**Provided text**
Frangible. It's a real word. I had no idea. I just thought it was a spelling of "fragile" used to mimic incoherency.
I found my blog post to be frangible. I dropped it, and is split up into a few dozen pieces. Here are some:
I could see the cop inside. I was standing next to her car while in line to get in. The cop was counting people to be sure the fire marshal's occupancy limit was not exceeded. It looked friggin' crazy in there. A high energy place.
The woman at the door was checking people. Folks would walk up, and say a name. The woman would check her list, and say, "Okay, you're in." Or, not. Like to me, out in the cold next to the cop's car. I've never really been part of the "in-crowd."
"How many in your party?" the door woman asked me.
"Two," I told her. "But we don't need a table."
She whispered something into the mic at her breast. "Nope. Can't let you in until a table frees up." Shoot. Why not just go home and play video games instead. Pick up a frozen pizza...
I thought of slipping the door woman a couple Lincolns. I mean, after all, this was just Chuck E. Cheese on Saturday afternoon, not a NYC Club with Alica Keys trying out new material.
Outside so long made my kid's ears so cold. He nestled into my neck. Fine. We'll wait for a chance to win cheap plastic crap.
The books and magazine articles stress writing in a journal every day. And, a cheap journal, one I didn't have to worry about the cost of the page I was spoiling with drivel.

**Tasks and exercises**
a) List the alternatives to waiting outside that the narrator of the blog post thinks about.
b) According to the blog post, why was the cop counting people?
c) Please rewrite the stretch of the blog post from "Outside so long" through "spoiling with drivel.", changing "journal" to "notebook".

[Location labeling entries]

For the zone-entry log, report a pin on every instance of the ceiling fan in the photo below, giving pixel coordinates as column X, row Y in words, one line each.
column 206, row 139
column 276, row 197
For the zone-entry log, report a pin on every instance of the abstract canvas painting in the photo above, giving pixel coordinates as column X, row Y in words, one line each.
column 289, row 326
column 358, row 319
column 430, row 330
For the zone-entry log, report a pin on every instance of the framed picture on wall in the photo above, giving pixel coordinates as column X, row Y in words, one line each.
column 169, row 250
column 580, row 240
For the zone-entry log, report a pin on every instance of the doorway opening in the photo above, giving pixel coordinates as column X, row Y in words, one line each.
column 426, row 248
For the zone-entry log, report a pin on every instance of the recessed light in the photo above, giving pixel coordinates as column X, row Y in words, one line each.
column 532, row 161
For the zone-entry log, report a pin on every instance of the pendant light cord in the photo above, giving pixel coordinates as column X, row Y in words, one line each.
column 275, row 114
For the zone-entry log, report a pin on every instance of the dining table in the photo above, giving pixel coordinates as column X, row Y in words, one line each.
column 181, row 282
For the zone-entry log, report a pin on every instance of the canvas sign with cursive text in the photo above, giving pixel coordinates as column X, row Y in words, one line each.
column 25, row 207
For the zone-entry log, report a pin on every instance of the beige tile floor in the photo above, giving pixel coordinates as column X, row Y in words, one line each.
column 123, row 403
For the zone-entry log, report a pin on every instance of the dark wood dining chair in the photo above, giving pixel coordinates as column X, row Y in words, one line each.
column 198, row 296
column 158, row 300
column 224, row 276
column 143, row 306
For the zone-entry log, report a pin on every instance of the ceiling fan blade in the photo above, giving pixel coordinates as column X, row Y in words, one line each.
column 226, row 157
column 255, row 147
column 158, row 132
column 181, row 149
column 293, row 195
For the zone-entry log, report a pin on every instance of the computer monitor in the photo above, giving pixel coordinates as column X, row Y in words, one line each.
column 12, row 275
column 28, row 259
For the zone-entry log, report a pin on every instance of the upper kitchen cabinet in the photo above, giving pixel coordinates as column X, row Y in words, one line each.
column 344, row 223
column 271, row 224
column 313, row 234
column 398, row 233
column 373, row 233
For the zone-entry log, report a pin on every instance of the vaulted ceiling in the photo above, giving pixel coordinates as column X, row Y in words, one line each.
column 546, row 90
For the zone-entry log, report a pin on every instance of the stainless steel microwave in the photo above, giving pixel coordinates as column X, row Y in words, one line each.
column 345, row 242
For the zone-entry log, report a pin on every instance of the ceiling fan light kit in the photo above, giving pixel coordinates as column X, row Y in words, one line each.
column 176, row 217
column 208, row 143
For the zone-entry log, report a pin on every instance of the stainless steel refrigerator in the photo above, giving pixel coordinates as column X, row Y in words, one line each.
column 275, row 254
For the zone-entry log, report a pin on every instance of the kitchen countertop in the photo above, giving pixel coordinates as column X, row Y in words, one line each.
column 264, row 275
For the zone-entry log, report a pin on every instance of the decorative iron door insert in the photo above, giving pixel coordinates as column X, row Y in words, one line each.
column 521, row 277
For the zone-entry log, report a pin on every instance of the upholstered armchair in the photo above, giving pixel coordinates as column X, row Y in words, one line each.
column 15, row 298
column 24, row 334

**Solutions in order**
a)
- Going home and playing video games
- Picking up a frozen pizza
- Slipping the door woman a couple Lincolns

b) To be sure the fire marshal's occupancy limit was not exceeded.

c)
Outside so long made my kid's ears so cold. He nestled into my neck. Fine. We'll wait for a chance to win cheap plastic crap.
The books and magazine articles stress writing in a notebook every day. And, a cheap notebook, one I didn't have to worry about the cost of the page I was spoiling with drivel.